■ **Text provided**:
----

Ok I understand the basic concept of what happens when you box and unbox.
Box throws the value type (stack object) into a System.Object and stores it on the heap
Unbox unpackages that object on the heap holding that value type and throws it back on the stack so it can be used.
Here is what I don't understand:
Why would this need to be done...specific real-world examples
Why is generics so efficient? They say because Generics doesn't need to unbox or box, ok..I don't get why...what's behind that in generics
Why is generics better than lets say other types. Lets say for example other collections?
so all in all I don't understand this in application in the real world in terms of code and then going further how it makes generics better...why it doesn't have to do any of this in the first place when using Generics.

Boxing needs to be done whenever you want to hold an int in an object variable.
A generic collection of ints contains an int[] instead of an object[].
Putting an int into the object[] behind a non-generic collection requires you to box the int.
Putting an int into the int[] behind a generic collection does not invlove any boxing.

Firstly, the stack and heap are implementation details. a value type isnt defined by being on the stack. there is nothing to say that the concept of stack and heap will be used for all systems able to host the CLR:
Link
That aside:
when a value type is boxed, the data in that value type is read, an object is created, and the data is copied to the new object.
if you are boxing all the items in a collection, this is a lot of overhead.
if you have a collection of value types and are iterating over them, this will happen for each read, then the items are then unboxed (the reverse of the process) just to read a value!!
Generic collections are strongly typed to the type being stored in them, and therefore no boxing or unboxing needs to occur.

Here is a response around the unboxing/boxing portion.
I'm not sure how it is implemented in
mono, but generic interfaces will help
because the compiler creates a new
function of the specific type for each
different type used (internally, there
are a few cases where it can utilize
the same generated function). If a
function of the specific type is
generated, there is no need to
box/unbox the type.
This is why the Collections.Generic
library was a big hit at .NET 2.0
because collections no longer required
boxing and became significantly more
efficient.
In regards to why are generics better then other collections outside the boxing/unboxing scope is that they also force type. No longer can you readily toss a collection around which can hold any type. It can prevent bugs at compile time, versus seeing them at run time.

MSDN has a nice article: Boxing and Unboxing (C# Programming Guide)
In relation to simple assignments, boxing and unboxing are computationally expensive processes. When a value type is boxed, a new object must be allocated and constructed. To a lesser degree, the cast required for unboxing is also expensive computationally.
Boxing is used to store value types in the garbage-collected heap. Boxing is an implicit conversion of a value type to the type object or to any interface type implemented by this value type. Boxing a value type allocates an object instance on the heap and copies the value into the new object.

----

■ **Stored data**:

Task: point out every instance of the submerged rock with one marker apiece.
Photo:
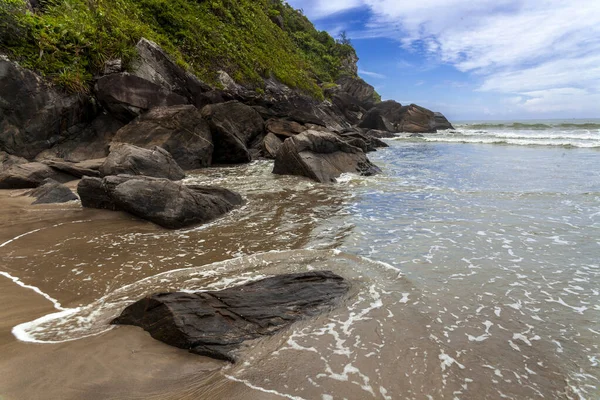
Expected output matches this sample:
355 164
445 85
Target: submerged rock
30 175
127 159
216 323
169 204
51 192
321 156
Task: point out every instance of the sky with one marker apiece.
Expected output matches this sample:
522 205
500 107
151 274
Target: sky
475 59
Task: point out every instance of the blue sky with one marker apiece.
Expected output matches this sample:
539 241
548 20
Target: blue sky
475 59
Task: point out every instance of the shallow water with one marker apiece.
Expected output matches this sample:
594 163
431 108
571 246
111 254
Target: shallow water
474 272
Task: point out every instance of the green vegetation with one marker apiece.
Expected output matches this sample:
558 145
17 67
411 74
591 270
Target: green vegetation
68 41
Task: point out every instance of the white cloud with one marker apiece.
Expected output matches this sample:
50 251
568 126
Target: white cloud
547 51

----

■ **Given request A**: In the thread about boxing and generics, what does a generic collection of ints hold in place of an object[]?
■ **Given request B**: Carry on the thread about boxing and generics, starting after its final sentence.
The data above is separate material from the thread about boxing and generics.

■ **Response A**: An int[].

■ **Response B**:
Unboxing is an explicit conversion from the type object to a value type or from an interface type to a value type that implements the interface. An unboxing operation consists of:
Checking the object instance to make sure that it is a boxed value of the given value type.
Copying the value from the instance into the value-type variable.
Check also: Exploring C# Boxing
And read Jeffrey Richter's Type fundamentals. Here Two sample chapters plus full TOC from Jeffrey Richter's "CLR via C#" (Microsoft Press, 2010) he published some time ago.
Also some notes from Jeffrey Richter's book CLR via C#:
It’s possible to convert a value type to a reference type by using a mechanism called boxing.
Internally, here’s what happens when an instance of a value type is boxed:
Memory is allocated from the managed heap. The amount of memory allocated is the
size required by the value type’s fields plus the two additional overhead members (the
type object pointer and the sync block index) required by all objects on the managed
heap.
The value type’s fields are copied to the newly allocated heap memory.
The address of the object is returned. This address is now a reference to an object; the value type is now a reference type. The C# compiler automatically produces the IL code necessary to box a value type instance, but you still need to understand what’s going on internally so that you’re aware of code size and performance issues.
Note. It should be noted that the FCL now includes a new set of generic collection classes that make the non-generic collection classes obsolete. For example, you should use the System.Collections.Generic.List class instead of the System.Collections.ArrayList
class. The generic collection classes offer many improvements over the non-generic equivalents. For example, the API has been cleaned up and improved, and the performance of the collection classes has been greatly improved as well. But one of the biggest improvements is that the generic collection classes allow you to work with collections of value types without requiring that items in the collection be boxed/unboxed. This in itself greatly improves performance because far fewer objects will be created on the managed heap thereby reducing the number of garbage collections required by your application. Furthermore, you will get compile-time type safety, and your source code will be cleaner due to fewer casts. This will all be explained in further detail in Chapter 12,
“Generics.”
I don't want overquote full chapter here. Read his book and you gain some details on process and receive some answers. And BTW, answer to your question quite a few here on SO, around Web and in many books. It is fundamental knowledge you certainly have to understand.

Here is an interesting read from Eric Lippert (The truth about value types):
Link
regarding your statement:
Box throws the value type (stack object) into a System.Object and stores it on the heap Unbox unpackages that object on the heap holding that value type and throws it back on the stack so it can be used.

This needs to be done because at the IL level there are different instructions for value types than for reference types (ldfld vs ldflda , checkout the dissassembly for a method that calls someValueType.ToString() vs someReferenceType.ToString() and you'll see that the instructions are different).
These instructions are not compatible so, when you need to pass a value type to a method as an object, that value needs to be wrapped in a reference type (boxing). This is ineficient because the runtime needs to copy the value type and then create a new boxing type in order to pass one value.
Generics are faster because value types can be stored as values and not references so no boxing is needed. Take ArrayList vs List<int>. If you want to put 1 into an ArrayList, the CLR needs to box the int so that it can be stored in a object[]. List<T> however, uses a T[] to store the list contents so List uses a int[] which means that 1 doesn't need to be boxed in order to put it in the array.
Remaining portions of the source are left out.